+++ Working data

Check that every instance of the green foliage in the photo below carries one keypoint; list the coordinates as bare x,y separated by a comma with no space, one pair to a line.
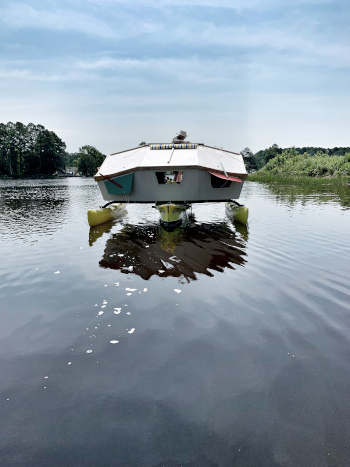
29,149
290,163
249,159
89,159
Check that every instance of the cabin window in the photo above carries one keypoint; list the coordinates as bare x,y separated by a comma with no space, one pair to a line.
217,182
169,177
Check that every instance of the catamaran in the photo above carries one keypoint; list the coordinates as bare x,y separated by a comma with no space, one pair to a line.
170,175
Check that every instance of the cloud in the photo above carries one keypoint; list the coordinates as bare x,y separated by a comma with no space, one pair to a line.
19,15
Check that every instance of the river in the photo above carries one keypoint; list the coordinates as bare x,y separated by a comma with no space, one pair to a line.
213,345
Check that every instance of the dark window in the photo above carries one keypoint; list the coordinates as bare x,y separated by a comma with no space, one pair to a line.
169,177
217,182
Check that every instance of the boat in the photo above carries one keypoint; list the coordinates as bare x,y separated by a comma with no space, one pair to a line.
105,214
172,176
237,211
172,215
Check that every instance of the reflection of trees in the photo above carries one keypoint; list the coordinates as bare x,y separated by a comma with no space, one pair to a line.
304,193
32,208
151,250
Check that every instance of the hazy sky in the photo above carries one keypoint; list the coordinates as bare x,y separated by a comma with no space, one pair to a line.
112,73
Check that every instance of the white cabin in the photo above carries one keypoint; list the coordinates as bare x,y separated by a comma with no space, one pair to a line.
185,172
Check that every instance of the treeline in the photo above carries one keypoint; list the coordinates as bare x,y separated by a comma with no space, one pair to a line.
31,150
261,158
292,163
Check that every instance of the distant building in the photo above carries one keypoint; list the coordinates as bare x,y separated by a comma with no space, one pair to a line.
72,171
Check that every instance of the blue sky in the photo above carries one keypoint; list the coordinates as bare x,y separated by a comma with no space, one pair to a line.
112,73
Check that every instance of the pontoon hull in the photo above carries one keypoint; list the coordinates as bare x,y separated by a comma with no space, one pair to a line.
195,187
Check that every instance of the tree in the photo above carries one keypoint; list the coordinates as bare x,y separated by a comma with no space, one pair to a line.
51,150
89,159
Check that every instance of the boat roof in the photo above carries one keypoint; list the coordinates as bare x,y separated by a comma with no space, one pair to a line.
169,156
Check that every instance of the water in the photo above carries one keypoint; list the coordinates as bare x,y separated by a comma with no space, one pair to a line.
216,345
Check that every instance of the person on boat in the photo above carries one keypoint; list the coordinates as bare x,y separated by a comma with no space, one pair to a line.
180,138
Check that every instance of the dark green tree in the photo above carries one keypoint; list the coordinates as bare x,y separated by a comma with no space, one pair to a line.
89,159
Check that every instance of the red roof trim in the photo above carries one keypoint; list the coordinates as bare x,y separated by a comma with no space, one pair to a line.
220,175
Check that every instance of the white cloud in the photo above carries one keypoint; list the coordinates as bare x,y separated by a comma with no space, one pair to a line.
19,15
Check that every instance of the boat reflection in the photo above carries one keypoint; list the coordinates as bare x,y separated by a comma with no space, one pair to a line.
149,250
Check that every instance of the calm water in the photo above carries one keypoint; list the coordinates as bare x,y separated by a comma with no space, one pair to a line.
215,345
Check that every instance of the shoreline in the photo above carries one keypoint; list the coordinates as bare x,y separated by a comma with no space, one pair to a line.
298,179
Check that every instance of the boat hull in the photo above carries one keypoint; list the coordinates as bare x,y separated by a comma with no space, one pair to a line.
102,215
172,215
195,187
237,211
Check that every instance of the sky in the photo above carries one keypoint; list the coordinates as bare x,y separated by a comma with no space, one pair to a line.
232,73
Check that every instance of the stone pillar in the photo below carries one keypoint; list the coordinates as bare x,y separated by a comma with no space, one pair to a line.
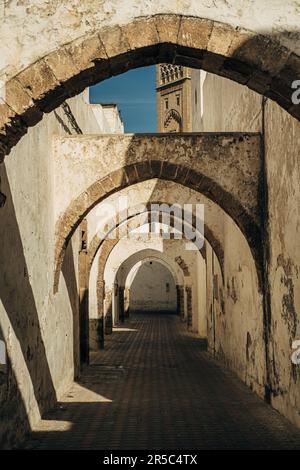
126,301
121,304
180,301
189,301
108,320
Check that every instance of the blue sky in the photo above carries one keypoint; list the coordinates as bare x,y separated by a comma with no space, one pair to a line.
134,93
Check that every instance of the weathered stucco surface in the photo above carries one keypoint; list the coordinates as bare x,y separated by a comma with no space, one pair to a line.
237,109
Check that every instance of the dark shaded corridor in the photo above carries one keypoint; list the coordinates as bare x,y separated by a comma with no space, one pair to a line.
156,387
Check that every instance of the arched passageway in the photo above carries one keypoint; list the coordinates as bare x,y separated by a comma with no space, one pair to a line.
151,288
251,274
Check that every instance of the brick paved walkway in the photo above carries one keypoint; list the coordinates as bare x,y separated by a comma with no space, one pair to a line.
156,388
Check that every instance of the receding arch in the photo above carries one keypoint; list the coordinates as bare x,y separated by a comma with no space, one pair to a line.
256,60
209,235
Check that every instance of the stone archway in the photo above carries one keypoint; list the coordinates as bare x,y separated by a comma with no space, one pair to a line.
258,61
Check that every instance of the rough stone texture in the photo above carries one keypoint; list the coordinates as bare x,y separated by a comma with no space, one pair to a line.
117,46
40,330
132,406
246,111
213,156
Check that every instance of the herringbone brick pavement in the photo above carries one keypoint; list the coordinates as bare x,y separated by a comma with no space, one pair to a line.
155,387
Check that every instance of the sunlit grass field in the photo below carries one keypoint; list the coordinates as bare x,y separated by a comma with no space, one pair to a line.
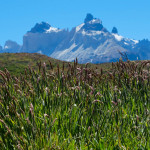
58,105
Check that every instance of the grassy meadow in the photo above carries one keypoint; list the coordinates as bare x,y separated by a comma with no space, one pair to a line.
47,104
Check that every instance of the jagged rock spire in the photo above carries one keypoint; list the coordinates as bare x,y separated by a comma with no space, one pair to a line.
114,30
40,27
88,18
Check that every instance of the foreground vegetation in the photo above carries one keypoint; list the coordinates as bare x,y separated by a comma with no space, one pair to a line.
75,107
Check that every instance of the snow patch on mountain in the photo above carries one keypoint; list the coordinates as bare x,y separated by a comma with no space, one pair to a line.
117,37
52,29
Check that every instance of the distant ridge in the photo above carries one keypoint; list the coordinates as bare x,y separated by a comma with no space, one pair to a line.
89,42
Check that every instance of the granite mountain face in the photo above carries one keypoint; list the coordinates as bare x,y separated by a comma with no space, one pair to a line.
89,42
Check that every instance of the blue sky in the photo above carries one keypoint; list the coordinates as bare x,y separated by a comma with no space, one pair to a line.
131,17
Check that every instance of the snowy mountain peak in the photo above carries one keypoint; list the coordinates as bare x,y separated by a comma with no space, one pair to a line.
40,27
91,23
52,29
88,18
114,30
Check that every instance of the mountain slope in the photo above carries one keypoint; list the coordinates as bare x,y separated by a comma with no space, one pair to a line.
89,42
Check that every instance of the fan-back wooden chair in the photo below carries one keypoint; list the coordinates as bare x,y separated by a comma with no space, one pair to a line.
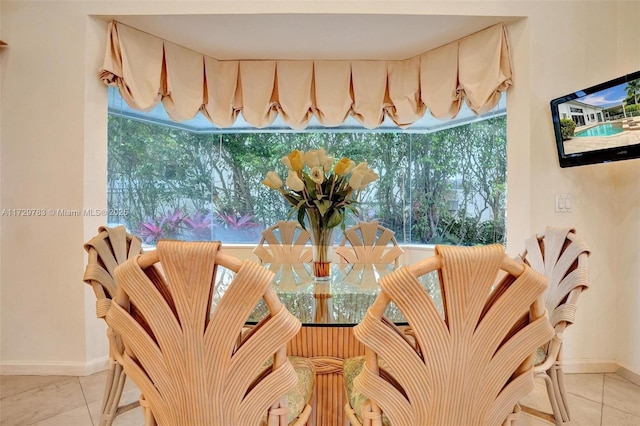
186,357
369,242
475,363
561,256
108,249
284,242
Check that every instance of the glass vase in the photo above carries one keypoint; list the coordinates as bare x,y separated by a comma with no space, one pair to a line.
322,242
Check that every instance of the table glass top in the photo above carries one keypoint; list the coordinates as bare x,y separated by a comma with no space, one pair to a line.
341,300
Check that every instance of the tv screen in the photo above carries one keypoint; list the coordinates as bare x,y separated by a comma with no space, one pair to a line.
599,124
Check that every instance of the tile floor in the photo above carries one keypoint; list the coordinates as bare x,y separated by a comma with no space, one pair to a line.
596,399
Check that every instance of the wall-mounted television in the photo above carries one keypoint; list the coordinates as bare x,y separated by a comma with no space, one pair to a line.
599,124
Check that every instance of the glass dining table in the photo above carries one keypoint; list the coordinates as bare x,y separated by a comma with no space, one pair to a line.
328,310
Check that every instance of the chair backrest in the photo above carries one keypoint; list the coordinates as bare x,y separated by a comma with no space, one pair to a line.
286,241
476,362
561,256
108,249
369,242
184,356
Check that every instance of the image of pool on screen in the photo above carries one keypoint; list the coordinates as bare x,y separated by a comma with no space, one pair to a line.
599,124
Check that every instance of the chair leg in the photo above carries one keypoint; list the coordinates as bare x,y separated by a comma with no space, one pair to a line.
114,386
557,378
557,416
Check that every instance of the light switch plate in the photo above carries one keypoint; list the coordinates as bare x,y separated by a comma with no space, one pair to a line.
563,203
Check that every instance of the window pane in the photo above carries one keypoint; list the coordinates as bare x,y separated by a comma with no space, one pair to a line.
444,186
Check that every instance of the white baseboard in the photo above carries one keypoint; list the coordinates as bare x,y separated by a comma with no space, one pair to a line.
629,375
32,368
589,366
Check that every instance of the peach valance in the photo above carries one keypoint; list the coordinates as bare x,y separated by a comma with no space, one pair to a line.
148,70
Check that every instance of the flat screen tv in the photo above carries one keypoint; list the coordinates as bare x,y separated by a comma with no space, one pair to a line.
599,124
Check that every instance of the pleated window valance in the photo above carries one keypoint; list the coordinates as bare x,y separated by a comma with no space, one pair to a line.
148,70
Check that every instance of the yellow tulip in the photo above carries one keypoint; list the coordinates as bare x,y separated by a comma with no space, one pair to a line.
294,182
344,166
317,174
296,160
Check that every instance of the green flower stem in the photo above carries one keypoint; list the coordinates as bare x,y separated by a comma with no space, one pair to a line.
322,240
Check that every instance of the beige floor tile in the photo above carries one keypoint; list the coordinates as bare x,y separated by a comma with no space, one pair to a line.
584,412
588,386
613,417
76,417
130,418
39,404
538,398
621,394
12,385
528,420
128,396
93,388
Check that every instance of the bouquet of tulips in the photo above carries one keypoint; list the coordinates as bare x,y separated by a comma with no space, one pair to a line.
319,189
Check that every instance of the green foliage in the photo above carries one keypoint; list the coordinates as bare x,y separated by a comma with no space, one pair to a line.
446,186
567,128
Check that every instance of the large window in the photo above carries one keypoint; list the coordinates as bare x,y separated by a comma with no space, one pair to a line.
439,185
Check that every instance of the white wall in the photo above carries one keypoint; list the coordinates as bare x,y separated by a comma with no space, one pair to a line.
53,149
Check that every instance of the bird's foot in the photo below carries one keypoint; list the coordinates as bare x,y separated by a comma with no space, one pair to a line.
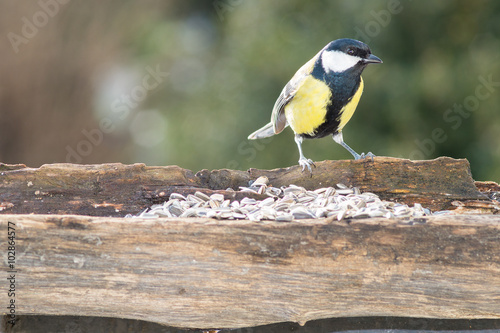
363,156
305,162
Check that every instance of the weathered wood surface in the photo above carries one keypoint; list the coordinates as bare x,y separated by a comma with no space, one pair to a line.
117,189
208,273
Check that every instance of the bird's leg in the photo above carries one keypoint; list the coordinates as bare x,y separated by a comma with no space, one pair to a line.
337,137
303,161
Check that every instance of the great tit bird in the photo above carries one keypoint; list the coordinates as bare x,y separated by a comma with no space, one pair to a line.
322,96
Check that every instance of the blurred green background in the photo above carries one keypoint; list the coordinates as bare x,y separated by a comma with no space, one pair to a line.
185,82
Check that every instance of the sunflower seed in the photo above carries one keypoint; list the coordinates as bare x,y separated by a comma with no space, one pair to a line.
202,196
285,204
262,180
177,196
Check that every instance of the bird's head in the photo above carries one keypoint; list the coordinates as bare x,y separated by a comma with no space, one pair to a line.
343,54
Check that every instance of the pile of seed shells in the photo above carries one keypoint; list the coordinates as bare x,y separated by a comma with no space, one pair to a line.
284,204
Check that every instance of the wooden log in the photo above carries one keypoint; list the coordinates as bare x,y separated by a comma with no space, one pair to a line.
202,273
117,189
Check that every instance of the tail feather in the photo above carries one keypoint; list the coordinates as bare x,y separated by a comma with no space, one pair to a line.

++++++

__Problem requirements__
Retype only the lines running from the line with "Check that every instance of the great" to the end of the listing, including both of those lines.

__Expected answer__
Check that every instance of the great tit bird in the photo above carries one keypoint; list the coordinates as bare x,y separated by a comma with no space, one pair to a line.
322,96
Check that every instance of the blurred green background in the photo above carries one keypoint; list the coordinates as bare x,y separated by a comma with no space, one pair to a line.
185,82
Check that every instance of the sunflower seed in the photo above carries one keypoint; list the coordinates as bare x,y separated by a comma with no space, one pair to a line.
202,196
285,204
262,180
177,196
Check that every instance of the bird's head in the photo above carries one keypoint; list the coordinates as bare x,y separated by a comma with no space, one pair to a line.
343,54
Check that every instance of the pile of seed shells in the photo above carries one keypoint; list the coordinates as bare x,y separated by a comma with no space, one pair to a line.
284,204
Check that every instance of the wooden log in the photo above carries one keypoint; list the coordinates as bare x,y separated by a comma with no space, one pair to a line.
202,273
117,189
Check that every instance of the tail feather in the photo above carries one keypoint; list the coordinates as bare x,y separated by a comma with no space, one pair to a line.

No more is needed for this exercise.